## begin Records shown

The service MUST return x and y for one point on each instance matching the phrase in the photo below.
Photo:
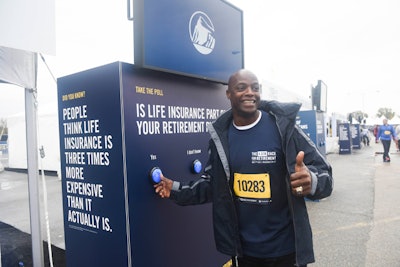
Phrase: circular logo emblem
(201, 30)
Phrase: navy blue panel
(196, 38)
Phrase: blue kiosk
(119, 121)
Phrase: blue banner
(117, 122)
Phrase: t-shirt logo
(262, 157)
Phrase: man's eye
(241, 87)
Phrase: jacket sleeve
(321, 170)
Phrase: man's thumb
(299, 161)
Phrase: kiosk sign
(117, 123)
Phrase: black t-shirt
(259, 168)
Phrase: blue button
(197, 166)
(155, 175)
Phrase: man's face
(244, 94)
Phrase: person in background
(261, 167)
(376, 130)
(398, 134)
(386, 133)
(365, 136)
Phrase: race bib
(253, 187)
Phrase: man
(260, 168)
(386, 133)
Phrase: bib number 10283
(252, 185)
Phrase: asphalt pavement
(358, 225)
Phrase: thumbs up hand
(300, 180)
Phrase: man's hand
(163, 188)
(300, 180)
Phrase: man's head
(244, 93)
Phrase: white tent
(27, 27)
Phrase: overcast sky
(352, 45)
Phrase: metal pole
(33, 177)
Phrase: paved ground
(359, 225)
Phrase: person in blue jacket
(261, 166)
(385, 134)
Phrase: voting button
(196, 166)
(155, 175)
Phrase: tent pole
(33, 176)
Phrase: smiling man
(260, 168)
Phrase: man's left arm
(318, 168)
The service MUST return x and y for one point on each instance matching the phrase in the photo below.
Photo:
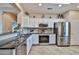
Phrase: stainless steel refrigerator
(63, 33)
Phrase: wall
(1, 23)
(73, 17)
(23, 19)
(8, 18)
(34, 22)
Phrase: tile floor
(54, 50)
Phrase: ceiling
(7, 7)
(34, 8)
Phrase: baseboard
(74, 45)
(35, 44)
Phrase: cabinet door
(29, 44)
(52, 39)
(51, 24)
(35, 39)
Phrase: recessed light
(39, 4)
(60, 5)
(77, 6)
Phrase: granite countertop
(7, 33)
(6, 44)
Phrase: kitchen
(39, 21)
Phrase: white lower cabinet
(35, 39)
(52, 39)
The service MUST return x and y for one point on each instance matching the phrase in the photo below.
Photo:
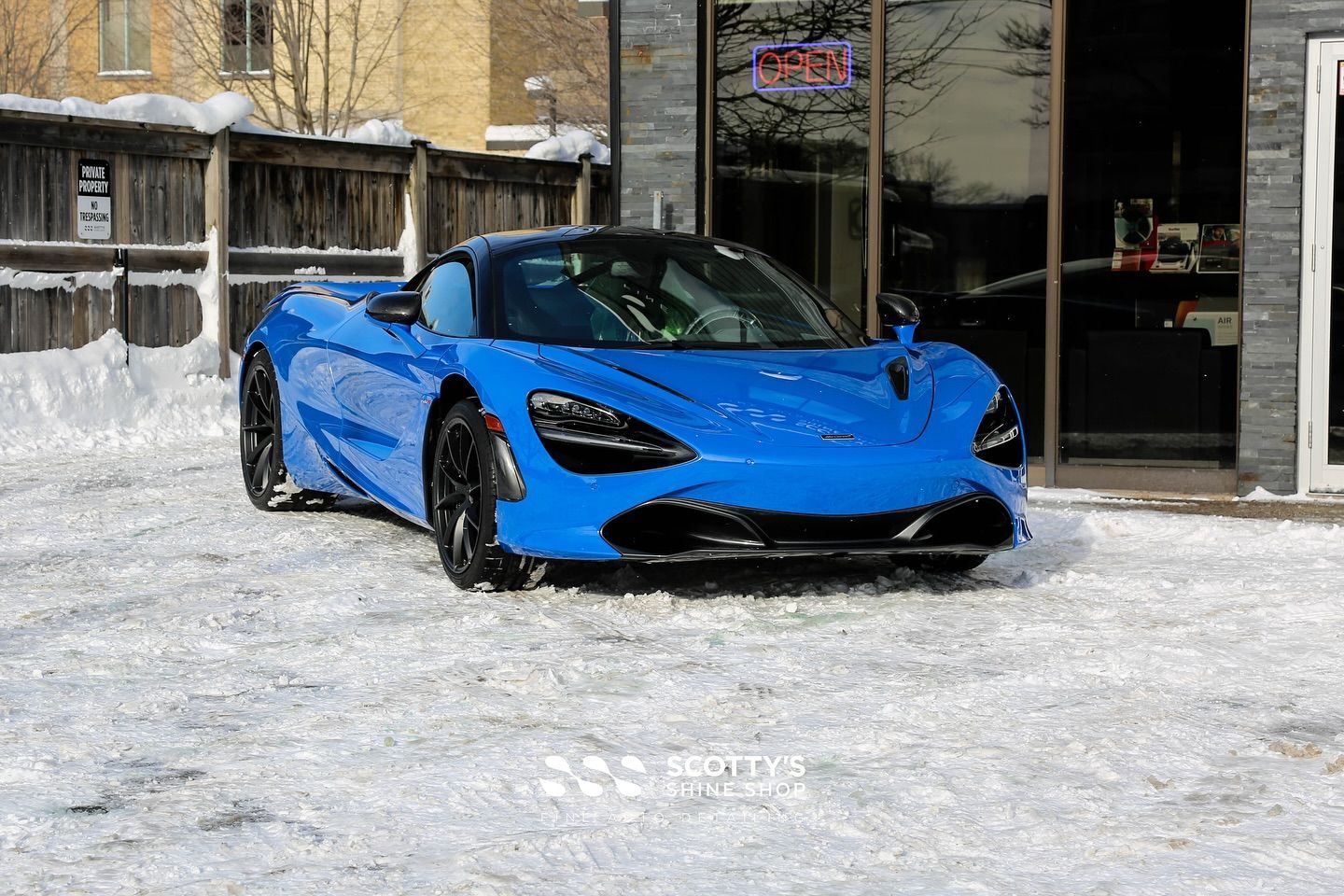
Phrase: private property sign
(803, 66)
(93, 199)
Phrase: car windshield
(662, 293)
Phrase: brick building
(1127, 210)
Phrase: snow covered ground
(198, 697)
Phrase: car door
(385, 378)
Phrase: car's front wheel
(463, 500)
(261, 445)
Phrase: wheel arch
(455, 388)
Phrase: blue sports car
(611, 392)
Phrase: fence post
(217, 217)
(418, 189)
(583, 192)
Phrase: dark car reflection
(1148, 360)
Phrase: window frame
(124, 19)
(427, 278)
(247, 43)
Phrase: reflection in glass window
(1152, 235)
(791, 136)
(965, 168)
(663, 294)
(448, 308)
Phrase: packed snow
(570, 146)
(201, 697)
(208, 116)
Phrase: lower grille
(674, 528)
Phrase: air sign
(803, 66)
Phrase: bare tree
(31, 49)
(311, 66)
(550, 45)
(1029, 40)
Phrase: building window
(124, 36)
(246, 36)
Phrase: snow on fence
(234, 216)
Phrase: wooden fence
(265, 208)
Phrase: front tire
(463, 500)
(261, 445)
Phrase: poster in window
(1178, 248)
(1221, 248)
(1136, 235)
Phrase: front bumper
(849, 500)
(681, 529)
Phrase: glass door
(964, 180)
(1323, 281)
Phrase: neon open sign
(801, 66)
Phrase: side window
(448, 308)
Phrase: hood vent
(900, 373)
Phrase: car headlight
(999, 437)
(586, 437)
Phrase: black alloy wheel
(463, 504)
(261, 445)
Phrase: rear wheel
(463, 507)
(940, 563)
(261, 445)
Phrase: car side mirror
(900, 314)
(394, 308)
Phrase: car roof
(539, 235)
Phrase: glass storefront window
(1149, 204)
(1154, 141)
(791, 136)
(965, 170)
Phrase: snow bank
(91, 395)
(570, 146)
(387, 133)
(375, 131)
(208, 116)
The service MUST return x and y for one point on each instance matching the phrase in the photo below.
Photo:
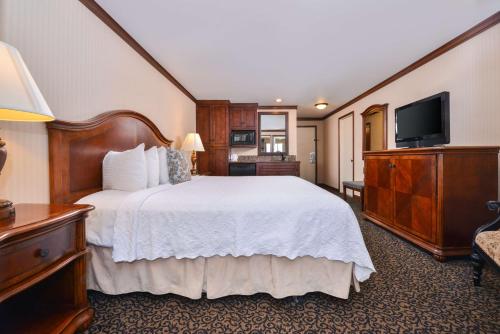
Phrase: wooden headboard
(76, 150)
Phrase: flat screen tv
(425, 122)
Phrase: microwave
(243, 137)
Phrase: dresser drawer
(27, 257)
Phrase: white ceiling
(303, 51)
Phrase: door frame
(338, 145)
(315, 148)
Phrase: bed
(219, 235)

## end Records shown

** Aim **
Reproduce every record above exactly, but leave out the pictures.

** Final result **
The service MUST return x and y for one point on each instance matching the phrase in the photo below.
Photo:
Phrase: circular logo emblem
(201, 30)
Phrase: navy blue panel
(196, 38)
Phrase: blue kiosk
(119, 121)
Phrase: blue banner
(117, 122)
Phrase: t-shirt logo
(262, 157)
Phrase: man's eye
(241, 87)
Phrase: jacket sleeve
(321, 170)
Phrase: man's thumb
(299, 161)
Phrase: kiosk sign
(117, 123)
Phrase: black t-shirt
(259, 168)
Phrase: blue button
(197, 166)
(155, 175)
Phrase: man's face
(244, 94)
Phrase: person in background
(261, 167)
(376, 130)
(398, 134)
(386, 133)
(365, 136)
Phrase: race bib
(253, 187)
Phrase: man
(260, 168)
(386, 133)
Phrase: bib number 10283
(252, 185)
Phrase: asphalt pavement
(358, 225)
Phrase: thumbs up hand
(300, 180)
Phrase: man's hand
(163, 188)
(300, 180)
Phrase: man's head
(244, 93)
Phrase: white tent
(27, 27)
Phrase: overcast sky
(352, 45)
Phrase: metal pole
(33, 177)
Phrase: paved ground
(359, 225)
Phrase: person in blue jacket
(261, 166)
(385, 134)
Phrase: voting button
(196, 166)
(155, 175)
Phrase: tent pole
(33, 176)
Phrase: smiling man
(260, 168)
Phrase: man's left arm
(318, 168)
The service MUST return x and y for one point on each instance matching the phrase in the photo below.
Photo:
Phrase: stainless steel refrigerator
(63, 33)
Phrase: wall
(1, 23)
(73, 17)
(23, 19)
(8, 18)
(34, 22)
Phrase: tile floor
(54, 50)
Phrase: ceiling
(7, 7)
(34, 8)
Phrase: baseboard
(74, 45)
(35, 44)
Phrase: cabinet door
(29, 44)
(52, 39)
(51, 24)
(35, 39)
Phrase: recessed light
(39, 4)
(60, 5)
(77, 6)
Phrase: granite countertop
(7, 33)
(6, 44)
Phrase: kitchen
(39, 21)
Phrase: white lower cabinet
(35, 39)
(52, 39)
The service MUST return x and y for one point on each instance matching the phrase in the photo below.
Photo:
Phrase: private property sign
(803, 66)
(93, 199)
Phrase: car windshield
(662, 293)
Phrase: brick building
(1127, 210)
Phrase: snow covered ground
(198, 697)
Phrase: car door
(385, 378)
Phrase: car's front wheel
(463, 500)
(261, 445)
Phrase: wheel arch
(455, 388)
Phrase: blue sports car
(611, 392)
Phrase: fence post
(217, 217)
(418, 189)
(583, 192)
Phrase: dark car reflection
(1148, 360)
Phrase: window frame
(124, 19)
(427, 278)
(247, 43)
Phrase: reflection in glass window
(1152, 235)
(791, 136)
(965, 168)
(663, 294)
(448, 308)
Phrase: packed snow
(570, 146)
(201, 697)
(208, 116)
Phrase: lower grille
(674, 528)
Phrase: air sign
(803, 66)
Phrase: bare tree
(31, 49)
(311, 66)
(550, 45)
(1029, 40)
Phrase: building window
(124, 36)
(246, 36)
Phrase: snow on fence
(234, 216)
Phrase: wooden fence
(265, 208)
Phrase: front tire
(463, 500)
(261, 445)
Phrase: poster in window
(1178, 248)
(1221, 248)
(1136, 235)
Phrase: front bumper
(849, 500)
(681, 529)
Phrase: glass door
(964, 180)
(1323, 281)
Phrase: neon open sign
(801, 66)
Phrase: side window
(448, 308)
Phrase: hood vent
(900, 373)
Phrase: car headlight
(999, 437)
(586, 437)
Phrase: black alloy wheel
(463, 504)
(261, 445)
Phrase: rear wheel
(463, 507)
(940, 563)
(261, 445)
Phrase: car side mirror
(900, 314)
(394, 308)
Phrase: car roof
(539, 235)
Phrase: glass storefront window
(1149, 204)
(1154, 141)
(791, 136)
(965, 170)
Phrase: snow bank
(91, 395)
(570, 146)
(387, 133)
(375, 131)
(208, 116)
The service MUST return x and y for one point on each instance matching the phrase in the photo below.
Photo:
Phrase: wooden headboard
(76, 150)
Phrase: flat screen tv
(425, 122)
Phrase: microwave
(243, 137)
Phrase: dresser drawer
(27, 257)
Phrase: white ceiling
(303, 51)
Phrase: door frame
(338, 145)
(315, 148)
Phrase: bed
(219, 235)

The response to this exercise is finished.